**TASK INSTRUCTIONS**: Copy out the listing below without any changes, from its first line through the line containing "330,261,457,331", including both of those lines.

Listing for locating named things
◆ ◆ ◆ ◆ ◆

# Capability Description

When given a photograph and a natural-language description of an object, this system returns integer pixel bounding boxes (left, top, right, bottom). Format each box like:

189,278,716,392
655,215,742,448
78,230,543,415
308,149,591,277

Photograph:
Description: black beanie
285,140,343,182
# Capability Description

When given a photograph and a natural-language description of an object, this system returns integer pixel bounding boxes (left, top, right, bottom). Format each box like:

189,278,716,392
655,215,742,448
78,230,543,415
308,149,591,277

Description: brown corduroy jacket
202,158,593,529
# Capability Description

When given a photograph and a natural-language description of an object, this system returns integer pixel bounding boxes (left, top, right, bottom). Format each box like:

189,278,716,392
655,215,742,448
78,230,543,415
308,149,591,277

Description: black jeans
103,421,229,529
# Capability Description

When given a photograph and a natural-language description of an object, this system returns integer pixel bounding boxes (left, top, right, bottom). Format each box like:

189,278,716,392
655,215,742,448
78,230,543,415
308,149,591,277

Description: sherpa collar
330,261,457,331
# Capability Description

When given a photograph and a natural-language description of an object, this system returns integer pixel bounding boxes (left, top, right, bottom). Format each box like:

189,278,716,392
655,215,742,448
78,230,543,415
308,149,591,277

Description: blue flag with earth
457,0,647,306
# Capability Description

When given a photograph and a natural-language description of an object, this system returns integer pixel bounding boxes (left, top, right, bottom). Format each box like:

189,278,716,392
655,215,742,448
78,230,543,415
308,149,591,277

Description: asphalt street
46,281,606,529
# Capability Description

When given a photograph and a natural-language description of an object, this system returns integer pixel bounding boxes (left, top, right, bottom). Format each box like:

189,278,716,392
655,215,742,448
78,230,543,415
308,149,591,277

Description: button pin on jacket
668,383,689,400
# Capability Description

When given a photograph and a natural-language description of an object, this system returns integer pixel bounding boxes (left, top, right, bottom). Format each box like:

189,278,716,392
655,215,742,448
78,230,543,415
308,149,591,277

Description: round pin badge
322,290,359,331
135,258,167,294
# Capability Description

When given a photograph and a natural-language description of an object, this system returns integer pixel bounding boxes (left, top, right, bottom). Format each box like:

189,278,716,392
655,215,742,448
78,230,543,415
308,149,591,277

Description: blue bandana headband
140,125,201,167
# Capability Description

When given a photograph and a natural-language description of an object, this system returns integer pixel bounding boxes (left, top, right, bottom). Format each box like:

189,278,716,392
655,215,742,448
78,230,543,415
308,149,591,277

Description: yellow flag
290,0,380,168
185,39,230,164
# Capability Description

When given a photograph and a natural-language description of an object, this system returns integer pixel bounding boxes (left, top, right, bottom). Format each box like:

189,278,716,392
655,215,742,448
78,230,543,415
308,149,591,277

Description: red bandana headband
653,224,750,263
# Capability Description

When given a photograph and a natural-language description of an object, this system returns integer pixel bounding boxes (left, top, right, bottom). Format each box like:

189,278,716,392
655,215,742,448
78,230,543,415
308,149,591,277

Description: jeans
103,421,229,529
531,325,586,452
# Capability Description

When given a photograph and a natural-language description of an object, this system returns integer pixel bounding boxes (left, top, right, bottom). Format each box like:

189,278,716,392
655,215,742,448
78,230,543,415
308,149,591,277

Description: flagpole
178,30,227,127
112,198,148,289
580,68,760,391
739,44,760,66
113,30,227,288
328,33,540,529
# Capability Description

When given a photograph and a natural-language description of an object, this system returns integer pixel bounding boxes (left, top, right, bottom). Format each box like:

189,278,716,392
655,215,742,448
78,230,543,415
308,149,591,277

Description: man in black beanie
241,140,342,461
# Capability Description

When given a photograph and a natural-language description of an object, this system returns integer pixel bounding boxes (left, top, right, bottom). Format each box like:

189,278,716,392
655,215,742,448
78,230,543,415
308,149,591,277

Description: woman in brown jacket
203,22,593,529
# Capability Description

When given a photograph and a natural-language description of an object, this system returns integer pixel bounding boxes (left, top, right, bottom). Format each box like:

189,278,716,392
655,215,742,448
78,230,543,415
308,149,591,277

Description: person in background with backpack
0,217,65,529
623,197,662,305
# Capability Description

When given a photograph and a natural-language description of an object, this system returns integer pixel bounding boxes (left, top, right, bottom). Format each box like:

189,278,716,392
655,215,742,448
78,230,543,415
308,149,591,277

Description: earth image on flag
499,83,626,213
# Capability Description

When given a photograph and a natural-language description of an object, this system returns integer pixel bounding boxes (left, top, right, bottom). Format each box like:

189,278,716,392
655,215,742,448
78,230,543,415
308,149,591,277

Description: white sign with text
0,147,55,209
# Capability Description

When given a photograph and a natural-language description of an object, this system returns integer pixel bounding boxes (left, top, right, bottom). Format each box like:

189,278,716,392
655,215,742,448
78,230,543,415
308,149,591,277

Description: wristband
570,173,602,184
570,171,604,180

◆ ◆ ◆ ◆ ◆

**THE RESULT**:
# Capability Description

When given a photograph and a natural-language description of an object, this system returns integer pixel bounding boxes (left, top, right, bottom). Format each box like:

189,278,716,392
655,215,742,448
78,230,543,415
308,149,591,277

Photograph:
Description: black beanie
285,140,343,182
# Capability Description

When given a photograph and a natural-language description of an object, this system returns integer pixel bounding boxes (left, top, right, bottom). Format each box like:

189,278,716,392
655,215,742,448
78,230,543,415
308,149,591,277

Description: brown corduroy jacket
202,158,593,529
# Capability Description

When given a photograph and a natural-language description of an object, this system returns integer pixel bounding boxes (left, top, right, bottom). Format each box like:

189,278,716,392
655,215,742,448
78,230,543,415
308,149,591,277

Description: black jeans
103,421,229,529
# Capability Description

When given a photograph and a natural-language description of an object, this system returns integer pixel bounding boxes (left, top, right, bottom). Format each box like:

189,278,716,392
655,215,742,448
78,230,543,415
308,149,591,277

Description: sherpa collar
330,261,457,331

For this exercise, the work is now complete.